Instructions to follow:
Please rewrite only the rows starting at the line that contains "on the church?" and ending at the end of the rows, putting "gray trousers" in place of "dark trousers" and leaving everything else unchanged.

Data supplied:
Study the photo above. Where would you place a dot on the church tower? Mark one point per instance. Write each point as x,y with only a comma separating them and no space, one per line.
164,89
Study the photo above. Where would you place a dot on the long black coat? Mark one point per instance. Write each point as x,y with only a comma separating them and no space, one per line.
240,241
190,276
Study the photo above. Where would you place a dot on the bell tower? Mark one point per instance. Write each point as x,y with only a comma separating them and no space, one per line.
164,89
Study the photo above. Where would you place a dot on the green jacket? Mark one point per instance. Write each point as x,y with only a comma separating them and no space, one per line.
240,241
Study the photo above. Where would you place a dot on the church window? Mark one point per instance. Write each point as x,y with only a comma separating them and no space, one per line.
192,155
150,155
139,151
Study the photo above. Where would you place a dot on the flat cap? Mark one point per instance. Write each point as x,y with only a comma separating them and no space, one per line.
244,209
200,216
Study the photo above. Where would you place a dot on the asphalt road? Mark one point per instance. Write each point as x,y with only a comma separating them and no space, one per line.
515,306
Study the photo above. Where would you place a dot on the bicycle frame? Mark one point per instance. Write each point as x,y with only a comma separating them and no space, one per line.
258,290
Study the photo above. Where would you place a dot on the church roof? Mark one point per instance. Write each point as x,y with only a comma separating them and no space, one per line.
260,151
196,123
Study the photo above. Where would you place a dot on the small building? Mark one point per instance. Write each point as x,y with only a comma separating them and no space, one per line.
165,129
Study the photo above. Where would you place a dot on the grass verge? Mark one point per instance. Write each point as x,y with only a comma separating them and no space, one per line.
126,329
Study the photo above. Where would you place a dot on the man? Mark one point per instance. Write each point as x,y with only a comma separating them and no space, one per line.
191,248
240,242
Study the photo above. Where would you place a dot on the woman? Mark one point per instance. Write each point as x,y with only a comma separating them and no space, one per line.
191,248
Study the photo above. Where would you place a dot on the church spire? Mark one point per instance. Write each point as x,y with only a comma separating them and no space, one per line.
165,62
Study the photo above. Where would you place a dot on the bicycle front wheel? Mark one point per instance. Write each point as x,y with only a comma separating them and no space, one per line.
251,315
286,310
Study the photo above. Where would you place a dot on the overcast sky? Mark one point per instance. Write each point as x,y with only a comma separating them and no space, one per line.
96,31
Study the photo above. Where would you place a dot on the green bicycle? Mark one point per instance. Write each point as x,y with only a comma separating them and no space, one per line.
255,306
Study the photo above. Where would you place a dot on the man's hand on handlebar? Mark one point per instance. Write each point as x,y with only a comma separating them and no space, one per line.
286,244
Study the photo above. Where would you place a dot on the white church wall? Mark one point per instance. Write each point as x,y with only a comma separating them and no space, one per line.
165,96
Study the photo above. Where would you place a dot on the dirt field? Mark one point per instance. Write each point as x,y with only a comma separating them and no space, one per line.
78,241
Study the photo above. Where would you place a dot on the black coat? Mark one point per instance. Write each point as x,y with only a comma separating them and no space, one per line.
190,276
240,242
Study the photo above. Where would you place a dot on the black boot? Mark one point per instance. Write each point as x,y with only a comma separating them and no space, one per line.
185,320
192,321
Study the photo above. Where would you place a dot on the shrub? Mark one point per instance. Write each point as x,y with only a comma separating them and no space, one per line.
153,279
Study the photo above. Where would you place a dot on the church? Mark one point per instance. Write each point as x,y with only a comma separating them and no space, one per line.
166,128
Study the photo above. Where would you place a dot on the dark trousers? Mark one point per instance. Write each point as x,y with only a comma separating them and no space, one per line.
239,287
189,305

Result of the exercise:
Study the photo above. Where would you place a dot on the church? Mark one point per instance. Write each point as x,y with only a comma separating them and no space, one per line.
166,128
Study the photo above. Where would you place a dot on the gray trousers? Mark one point per instance. Write each point as x,y with only a comma separating them and no space, one per line.
239,287
189,305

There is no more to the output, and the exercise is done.